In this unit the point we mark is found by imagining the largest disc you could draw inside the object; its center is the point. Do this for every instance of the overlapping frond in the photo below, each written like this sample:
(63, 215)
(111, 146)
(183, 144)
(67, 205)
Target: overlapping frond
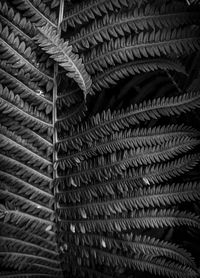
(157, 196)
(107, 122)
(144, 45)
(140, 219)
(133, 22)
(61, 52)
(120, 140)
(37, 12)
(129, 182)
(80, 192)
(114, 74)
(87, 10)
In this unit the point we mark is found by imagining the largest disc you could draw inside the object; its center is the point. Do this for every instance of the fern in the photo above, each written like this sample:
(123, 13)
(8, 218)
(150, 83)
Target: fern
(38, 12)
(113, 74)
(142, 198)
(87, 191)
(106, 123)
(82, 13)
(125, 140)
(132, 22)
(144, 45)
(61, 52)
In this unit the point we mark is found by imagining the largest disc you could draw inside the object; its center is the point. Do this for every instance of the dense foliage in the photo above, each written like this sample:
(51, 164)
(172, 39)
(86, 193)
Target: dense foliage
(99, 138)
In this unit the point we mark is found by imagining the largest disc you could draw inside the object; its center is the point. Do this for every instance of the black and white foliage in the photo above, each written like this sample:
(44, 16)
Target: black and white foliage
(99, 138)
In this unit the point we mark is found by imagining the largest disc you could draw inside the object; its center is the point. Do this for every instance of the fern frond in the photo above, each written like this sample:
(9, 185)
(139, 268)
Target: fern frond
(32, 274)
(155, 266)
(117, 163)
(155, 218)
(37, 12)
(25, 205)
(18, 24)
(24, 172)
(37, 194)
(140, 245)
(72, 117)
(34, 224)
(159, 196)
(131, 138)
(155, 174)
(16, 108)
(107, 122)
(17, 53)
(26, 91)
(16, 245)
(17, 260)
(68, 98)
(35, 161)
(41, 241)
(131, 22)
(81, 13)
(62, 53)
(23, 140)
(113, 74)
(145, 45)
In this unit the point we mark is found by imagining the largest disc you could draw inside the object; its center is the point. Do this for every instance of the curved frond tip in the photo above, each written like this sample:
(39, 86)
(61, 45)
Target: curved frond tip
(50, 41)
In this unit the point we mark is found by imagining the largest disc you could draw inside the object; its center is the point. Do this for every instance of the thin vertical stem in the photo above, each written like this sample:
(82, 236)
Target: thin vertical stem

================

The answer must repeat every record exactly, with all pictures left out.

Expected answer:
In this unit the point we mark is found by imagining the largest disc you could draw inside the object; its center is the point. Do this for every instance of the overlapping frond in the photo below, each written like this sample:
(63, 215)
(111, 146)
(183, 144)
(67, 205)
Target: overlapping frond
(157, 196)
(107, 122)
(144, 45)
(140, 219)
(133, 22)
(61, 52)
(120, 140)
(37, 12)
(129, 182)
(80, 192)
(114, 74)
(87, 10)
In this unit the point we mark is found by imagining the largest disc you could draw inside the object; its center is the point. Do this for every instance of the fern in the photo above, each written like this sample:
(123, 13)
(8, 218)
(150, 83)
Target: fern
(38, 12)
(113, 74)
(142, 198)
(87, 191)
(106, 123)
(82, 13)
(125, 140)
(132, 22)
(144, 45)
(61, 52)
In this unit the point we mark is found by imagining the largest disc you could draw inside the object; its center is the point. Do this for every instance of the dense foliage in the photo above, each written like this sample:
(51, 164)
(172, 39)
(86, 193)
Target: dense foliage
(99, 138)
In this unit the point we mark is found by imagining the largest disc you could draw inside the object; its center is the point. Do this for every instance of the black and white foliage in the photo above, each written like this sample:
(44, 16)
Target: black and white foliage
(99, 138)
In this unit the point we mark is found by imagining the largest disc you could draw inside the object; its center is the point. Do this for every instance of the fern frond in the photo above, each written like this sample:
(9, 185)
(139, 268)
Target: fern frond
(32, 274)
(155, 266)
(117, 163)
(155, 218)
(37, 12)
(25, 205)
(18, 24)
(24, 172)
(37, 194)
(140, 245)
(72, 117)
(34, 224)
(159, 196)
(131, 138)
(155, 174)
(16, 108)
(107, 122)
(17, 53)
(26, 91)
(16, 245)
(17, 260)
(68, 98)
(35, 161)
(41, 241)
(131, 22)
(81, 13)
(62, 53)
(23, 140)
(113, 74)
(145, 45)
In this unit the point we mark is found by imagining the largest disc you could draw inside the object; its center is the point. Do this for every instance of the curved frond tip in the photo above, each written like this sample:
(39, 86)
(61, 45)
Target: curved frond tip
(50, 41)
In this unit the point we mark is found by imagining the largest disc you could draw inside the object; its center is the point. Do this for every instance of the thin vertical stem in the photo above, each written like this sample:
(82, 236)
Target: thin vertical stem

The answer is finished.